Material to process -
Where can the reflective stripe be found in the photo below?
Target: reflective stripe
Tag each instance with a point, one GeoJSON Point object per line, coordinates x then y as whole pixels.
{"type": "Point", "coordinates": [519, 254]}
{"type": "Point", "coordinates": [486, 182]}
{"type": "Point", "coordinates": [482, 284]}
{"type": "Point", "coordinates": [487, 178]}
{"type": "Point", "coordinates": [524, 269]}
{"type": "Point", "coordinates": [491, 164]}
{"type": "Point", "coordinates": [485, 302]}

What is asked - Output every line of the records above as a JSON list of strings, with one string per line and blank lines omitted.

Written answer -
[
  "Where can the reflective stripe be found in the photo below?",
  "Target: reflective stripe",
  "Tag each instance with a point, one GeoJSON Point object per line, coordinates x then y as whole pixels.",
  "{\"type\": \"Point\", \"coordinates\": [519, 254]}",
  "{\"type\": \"Point\", \"coordinates\": [486, 182]}",
  "{\"type\": \"Point\", \"coordinates\": [482, 284]}",
  "{\"type\": \"Point\", \"coordinates\": [487, 178]}",
  "{\"type\": \"Point\", \"coordinates\": [524, 269]}",
  "{\"type\": \"Point\", \"coordinates\": [491, 164]}",
  "{\"type\": \"Point\", \"coordinates\": [485, 302]}"
]